[Prompt] Repeat the lines below word for word, leaving the picture out of your reply.

Excerpts from a pointing dataset:
start
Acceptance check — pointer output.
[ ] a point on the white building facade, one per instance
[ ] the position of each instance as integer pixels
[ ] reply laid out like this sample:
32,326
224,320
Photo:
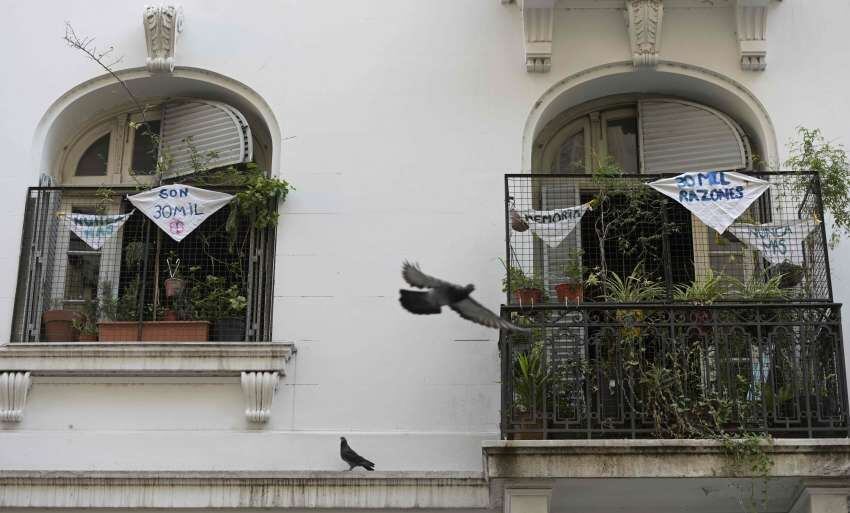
end
[Reply]
Acceptance check — pointer output.
[ ] a point on the white building facade, one per instance
[ ] the position of each instance as integer pixels
[ ] reply laid out like this sample:
32,326
224,320
Photo:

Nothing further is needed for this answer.